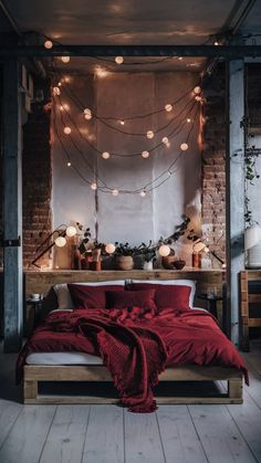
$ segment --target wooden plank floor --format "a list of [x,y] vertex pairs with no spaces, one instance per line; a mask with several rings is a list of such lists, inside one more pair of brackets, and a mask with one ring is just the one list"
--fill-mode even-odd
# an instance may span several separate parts
[[15,355],[0,354],[1,463],[261,462],[261,340],[240,406],[160,406],[135,414],[117,406],[23,406]]

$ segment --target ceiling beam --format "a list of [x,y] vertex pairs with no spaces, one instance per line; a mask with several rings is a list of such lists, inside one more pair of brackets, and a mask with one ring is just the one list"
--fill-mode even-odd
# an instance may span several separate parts
[[0,57],[22,56],[261,56],[261,45],[43,45],[2,46]]

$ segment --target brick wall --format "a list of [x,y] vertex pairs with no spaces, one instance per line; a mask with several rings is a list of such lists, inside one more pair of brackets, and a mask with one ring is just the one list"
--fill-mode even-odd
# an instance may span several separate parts
[[[34,104],[23,126],[23,265],[35,256],[38,245],[52,231],[52,162],[50,112]],[[45,254],[38,263],[48,265]]]
[[[205,85],[202,109],[202,232],[209,248],[226,256],[226,92],[220,67]],[[219,266],[212,257],[212,264]]]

**Request**
Gather every line of the listing that contains the string "spaces" and copy each one out in full.

**Correct result**
$ segment --target wooden plank floor --format "a list of [x,y] vertex pairs with no spaces, one instance per line; a mask with several rings is a list of such lists, inside one more pair of brackets, and a mask with one ring is just the one list"
$ segment --target ceiling beam --format "a list of [x,y] vertex pairs with no spaces, one instance per line; a mask with several rings is a list of such lists, inside one more pair of brackets, and a mask with one ring is just the one list"
$ segment --target brick wall --format "a list of [x,y] vertex pairs with no spaces, one instance per line; a mask with several rings is a list of such lists, inside one more pair of brackets, and a mask with one ring is just the one list"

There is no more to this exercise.